From the article on anthrax fears below, return the passage starting with "Ten people who" and going on through "leaking white powder.", copied word for word.

EXCERPT TO READ =
▬▬▬▬▬▬
Nerves were on edge across Asia, Europe, Africa and the Americas despite pleas for calm from health authorities as anthrax jitters gripped the globe.
In the third incident involving anthrax in the mail outside the United States, an envelope containing a white powder in the Bahamas tested positive for anthrax spores over the weekend, according to Bahamian health authorities.
Ten people who came in contact with the letter were being treated for possible exposure to anthrax, Bahamian authorities revealed today. The envelope, which was addressed to an undisclosed Bahamian address, aroused suspicions last week, when mail workers in the postal office in the capital of Nassau noticed that the envelope was leaking white powder.
Preliminary tests on the envelope came up positive for anthrax, said Bahamian Chief Medical Officer Merceline Dahl-Regisdone, but authorities were awaiting results from the U.S. Centers for Disease Control and Prevention to confirm the lab findings.
▬▬▬▬▬▬
INFORMATION PROVIDED =
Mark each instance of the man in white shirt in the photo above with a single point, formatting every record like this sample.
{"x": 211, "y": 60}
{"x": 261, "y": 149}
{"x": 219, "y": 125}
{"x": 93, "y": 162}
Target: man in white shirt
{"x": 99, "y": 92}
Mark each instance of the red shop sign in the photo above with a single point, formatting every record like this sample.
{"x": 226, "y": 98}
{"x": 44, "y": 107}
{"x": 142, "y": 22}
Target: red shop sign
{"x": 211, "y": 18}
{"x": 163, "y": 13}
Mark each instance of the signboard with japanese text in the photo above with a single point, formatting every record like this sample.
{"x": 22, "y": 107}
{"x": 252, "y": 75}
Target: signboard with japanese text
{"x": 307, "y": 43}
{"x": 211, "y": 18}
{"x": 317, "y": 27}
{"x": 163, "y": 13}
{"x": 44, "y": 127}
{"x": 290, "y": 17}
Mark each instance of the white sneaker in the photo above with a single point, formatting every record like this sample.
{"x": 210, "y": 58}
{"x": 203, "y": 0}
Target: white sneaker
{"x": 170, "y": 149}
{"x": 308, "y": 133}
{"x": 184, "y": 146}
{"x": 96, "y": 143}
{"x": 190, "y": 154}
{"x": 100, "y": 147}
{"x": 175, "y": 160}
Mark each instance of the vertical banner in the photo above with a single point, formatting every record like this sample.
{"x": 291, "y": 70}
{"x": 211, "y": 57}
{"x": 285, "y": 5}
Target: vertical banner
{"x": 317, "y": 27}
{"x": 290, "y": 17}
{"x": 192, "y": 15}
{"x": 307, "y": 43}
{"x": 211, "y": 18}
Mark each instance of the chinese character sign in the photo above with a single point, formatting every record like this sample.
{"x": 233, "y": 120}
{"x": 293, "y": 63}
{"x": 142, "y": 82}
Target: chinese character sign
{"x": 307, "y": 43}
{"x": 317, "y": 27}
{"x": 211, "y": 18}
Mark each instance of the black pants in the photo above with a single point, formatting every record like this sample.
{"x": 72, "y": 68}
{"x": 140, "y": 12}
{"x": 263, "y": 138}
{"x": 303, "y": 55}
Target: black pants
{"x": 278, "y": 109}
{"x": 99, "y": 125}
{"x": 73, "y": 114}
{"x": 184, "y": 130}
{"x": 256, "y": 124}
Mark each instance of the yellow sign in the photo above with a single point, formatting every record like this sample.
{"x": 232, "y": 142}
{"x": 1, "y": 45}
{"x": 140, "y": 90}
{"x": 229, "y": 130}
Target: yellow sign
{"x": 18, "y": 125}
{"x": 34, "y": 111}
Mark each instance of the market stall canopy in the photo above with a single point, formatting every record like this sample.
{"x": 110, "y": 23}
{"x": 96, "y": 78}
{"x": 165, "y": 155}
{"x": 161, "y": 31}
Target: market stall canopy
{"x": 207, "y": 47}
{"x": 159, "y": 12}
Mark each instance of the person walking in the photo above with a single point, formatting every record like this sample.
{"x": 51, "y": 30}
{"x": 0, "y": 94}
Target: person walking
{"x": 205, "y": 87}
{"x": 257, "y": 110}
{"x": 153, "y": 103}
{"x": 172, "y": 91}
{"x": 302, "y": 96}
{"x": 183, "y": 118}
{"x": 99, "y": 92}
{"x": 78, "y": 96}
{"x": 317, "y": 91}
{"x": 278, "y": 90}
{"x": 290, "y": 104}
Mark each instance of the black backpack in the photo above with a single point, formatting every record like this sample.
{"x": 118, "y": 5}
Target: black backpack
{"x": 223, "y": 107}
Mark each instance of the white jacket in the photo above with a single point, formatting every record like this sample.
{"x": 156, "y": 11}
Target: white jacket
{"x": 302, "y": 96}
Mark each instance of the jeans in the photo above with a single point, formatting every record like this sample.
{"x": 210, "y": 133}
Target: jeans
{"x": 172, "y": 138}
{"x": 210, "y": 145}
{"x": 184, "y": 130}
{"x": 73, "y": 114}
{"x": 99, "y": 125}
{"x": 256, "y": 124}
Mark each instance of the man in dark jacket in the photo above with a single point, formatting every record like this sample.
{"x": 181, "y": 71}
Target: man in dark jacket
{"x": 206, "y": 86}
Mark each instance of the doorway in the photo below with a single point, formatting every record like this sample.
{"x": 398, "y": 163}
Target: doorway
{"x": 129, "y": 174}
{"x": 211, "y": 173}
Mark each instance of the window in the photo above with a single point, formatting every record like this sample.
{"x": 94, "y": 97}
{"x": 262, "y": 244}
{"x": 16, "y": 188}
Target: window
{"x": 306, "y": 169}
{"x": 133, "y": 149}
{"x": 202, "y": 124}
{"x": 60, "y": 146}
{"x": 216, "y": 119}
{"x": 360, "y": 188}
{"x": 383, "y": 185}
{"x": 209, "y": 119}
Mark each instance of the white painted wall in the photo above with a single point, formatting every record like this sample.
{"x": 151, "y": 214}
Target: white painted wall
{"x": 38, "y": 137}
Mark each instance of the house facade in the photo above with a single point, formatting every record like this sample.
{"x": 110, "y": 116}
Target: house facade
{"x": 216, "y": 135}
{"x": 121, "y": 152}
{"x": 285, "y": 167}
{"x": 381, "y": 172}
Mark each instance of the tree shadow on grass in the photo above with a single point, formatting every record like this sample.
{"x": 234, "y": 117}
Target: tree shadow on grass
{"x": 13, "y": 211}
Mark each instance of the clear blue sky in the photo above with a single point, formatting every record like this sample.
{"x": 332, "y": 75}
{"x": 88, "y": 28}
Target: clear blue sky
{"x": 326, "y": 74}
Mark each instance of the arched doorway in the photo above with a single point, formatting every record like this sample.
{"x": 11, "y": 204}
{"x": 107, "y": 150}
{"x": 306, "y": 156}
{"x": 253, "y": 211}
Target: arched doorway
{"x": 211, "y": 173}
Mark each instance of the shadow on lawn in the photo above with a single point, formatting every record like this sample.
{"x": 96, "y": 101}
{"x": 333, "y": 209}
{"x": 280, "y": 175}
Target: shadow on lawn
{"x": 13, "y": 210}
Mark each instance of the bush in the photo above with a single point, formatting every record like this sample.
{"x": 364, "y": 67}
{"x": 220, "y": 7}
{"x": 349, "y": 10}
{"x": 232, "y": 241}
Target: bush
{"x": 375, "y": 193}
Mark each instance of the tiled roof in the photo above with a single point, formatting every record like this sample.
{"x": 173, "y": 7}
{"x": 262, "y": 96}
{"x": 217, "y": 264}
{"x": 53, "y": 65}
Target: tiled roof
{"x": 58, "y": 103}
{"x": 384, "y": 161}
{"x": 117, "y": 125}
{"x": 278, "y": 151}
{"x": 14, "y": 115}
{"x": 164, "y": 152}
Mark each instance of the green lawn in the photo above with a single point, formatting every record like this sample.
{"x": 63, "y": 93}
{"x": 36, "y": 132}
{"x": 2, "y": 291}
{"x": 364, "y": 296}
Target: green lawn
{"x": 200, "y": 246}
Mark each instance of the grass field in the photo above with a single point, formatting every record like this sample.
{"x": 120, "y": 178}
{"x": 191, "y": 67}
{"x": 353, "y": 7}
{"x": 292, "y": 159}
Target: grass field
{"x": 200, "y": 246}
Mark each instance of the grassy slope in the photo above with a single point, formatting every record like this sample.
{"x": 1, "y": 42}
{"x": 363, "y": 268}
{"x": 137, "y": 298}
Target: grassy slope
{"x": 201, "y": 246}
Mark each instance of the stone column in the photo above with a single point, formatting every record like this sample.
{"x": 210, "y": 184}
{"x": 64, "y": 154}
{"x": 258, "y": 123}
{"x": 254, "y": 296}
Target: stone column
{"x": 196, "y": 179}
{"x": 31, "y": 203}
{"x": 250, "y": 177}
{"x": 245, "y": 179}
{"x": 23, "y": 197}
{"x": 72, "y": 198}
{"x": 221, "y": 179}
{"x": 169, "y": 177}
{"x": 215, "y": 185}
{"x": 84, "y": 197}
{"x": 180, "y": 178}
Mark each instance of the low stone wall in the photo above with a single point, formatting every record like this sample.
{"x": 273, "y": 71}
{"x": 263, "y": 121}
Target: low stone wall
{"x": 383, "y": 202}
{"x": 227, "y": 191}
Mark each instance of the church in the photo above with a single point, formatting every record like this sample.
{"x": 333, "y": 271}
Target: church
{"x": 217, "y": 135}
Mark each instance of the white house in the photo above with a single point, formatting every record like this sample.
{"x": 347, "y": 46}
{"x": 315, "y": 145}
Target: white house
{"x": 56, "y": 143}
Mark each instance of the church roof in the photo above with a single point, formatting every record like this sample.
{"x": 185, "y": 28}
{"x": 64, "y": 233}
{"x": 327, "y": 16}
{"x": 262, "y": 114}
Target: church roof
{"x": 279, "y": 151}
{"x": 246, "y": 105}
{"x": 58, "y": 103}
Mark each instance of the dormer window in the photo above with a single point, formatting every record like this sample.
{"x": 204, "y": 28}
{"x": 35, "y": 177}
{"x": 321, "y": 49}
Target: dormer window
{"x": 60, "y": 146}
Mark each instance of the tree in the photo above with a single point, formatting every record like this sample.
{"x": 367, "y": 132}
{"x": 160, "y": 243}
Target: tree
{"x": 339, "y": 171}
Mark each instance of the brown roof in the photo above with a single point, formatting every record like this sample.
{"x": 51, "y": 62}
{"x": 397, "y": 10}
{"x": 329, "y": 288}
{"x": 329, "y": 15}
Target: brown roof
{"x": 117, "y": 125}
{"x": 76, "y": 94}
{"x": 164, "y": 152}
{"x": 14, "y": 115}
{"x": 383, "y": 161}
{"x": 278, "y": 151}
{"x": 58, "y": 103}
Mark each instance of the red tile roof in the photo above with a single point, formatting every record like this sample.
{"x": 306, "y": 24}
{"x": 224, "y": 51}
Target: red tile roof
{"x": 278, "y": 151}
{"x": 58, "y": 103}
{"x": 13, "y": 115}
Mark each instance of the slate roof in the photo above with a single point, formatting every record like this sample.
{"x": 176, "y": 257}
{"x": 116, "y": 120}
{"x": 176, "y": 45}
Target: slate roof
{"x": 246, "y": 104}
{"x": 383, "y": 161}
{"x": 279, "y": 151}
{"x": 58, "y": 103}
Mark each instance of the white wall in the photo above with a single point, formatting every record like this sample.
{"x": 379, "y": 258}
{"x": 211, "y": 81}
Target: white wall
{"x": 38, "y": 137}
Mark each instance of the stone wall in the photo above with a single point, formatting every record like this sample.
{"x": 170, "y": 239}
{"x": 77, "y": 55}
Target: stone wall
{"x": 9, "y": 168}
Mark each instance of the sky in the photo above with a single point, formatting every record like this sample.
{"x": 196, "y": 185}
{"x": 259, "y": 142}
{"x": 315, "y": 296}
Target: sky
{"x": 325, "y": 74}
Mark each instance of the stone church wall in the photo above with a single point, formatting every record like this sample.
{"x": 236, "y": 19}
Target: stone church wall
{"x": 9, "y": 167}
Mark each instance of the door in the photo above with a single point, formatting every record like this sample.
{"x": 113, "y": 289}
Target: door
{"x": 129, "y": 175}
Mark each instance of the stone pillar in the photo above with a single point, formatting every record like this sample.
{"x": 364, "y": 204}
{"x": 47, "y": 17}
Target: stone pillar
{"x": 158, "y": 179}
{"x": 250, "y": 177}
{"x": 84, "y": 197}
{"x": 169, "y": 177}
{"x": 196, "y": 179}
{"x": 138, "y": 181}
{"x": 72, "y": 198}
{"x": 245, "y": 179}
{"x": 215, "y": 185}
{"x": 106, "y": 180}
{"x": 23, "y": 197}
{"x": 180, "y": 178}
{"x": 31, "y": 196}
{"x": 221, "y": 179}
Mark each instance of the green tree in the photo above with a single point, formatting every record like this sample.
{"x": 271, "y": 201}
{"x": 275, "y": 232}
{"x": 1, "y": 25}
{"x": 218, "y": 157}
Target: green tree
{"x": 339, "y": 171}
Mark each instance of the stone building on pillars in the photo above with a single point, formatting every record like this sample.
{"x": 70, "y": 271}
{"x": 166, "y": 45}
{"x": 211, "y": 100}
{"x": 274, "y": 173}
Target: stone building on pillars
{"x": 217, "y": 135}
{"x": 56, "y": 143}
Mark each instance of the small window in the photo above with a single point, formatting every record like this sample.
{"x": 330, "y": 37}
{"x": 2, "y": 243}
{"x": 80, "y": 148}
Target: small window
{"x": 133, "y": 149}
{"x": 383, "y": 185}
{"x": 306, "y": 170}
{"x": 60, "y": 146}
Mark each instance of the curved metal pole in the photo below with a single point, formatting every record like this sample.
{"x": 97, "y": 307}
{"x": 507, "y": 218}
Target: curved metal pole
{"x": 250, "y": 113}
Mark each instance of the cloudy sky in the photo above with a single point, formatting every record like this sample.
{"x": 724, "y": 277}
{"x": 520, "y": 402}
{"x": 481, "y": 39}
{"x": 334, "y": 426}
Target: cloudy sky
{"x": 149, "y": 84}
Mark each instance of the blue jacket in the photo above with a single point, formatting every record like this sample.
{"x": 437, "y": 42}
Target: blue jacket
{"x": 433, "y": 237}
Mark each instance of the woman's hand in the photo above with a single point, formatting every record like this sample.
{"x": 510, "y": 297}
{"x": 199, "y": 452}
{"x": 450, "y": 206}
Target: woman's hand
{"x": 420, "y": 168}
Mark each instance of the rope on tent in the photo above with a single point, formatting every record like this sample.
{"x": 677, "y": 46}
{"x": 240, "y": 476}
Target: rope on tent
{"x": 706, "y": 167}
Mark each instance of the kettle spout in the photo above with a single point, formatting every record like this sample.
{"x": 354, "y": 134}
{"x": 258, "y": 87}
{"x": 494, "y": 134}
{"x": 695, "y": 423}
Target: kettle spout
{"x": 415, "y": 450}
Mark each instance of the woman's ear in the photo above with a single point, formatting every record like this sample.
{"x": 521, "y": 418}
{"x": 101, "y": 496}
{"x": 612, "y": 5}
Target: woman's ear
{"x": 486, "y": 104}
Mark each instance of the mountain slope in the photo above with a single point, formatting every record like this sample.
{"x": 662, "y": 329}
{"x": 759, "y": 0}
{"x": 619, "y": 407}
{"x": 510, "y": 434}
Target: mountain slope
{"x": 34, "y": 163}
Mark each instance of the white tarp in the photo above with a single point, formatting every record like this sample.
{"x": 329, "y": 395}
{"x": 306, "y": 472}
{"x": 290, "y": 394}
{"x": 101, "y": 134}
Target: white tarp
▬▬▬▬▬▬
SOLUTION TO THIS EXERCISE =
Ten people who came in contact with the letter were being treated for possible exposure to anthrax, Bahamian authorities revealed today. The envelope, which was addressed to an undisclosed Bahamian address, aroused suspicions last week, when mail workers in the postal office in the capital of Nassau noticed that the envelope was leaking white powder.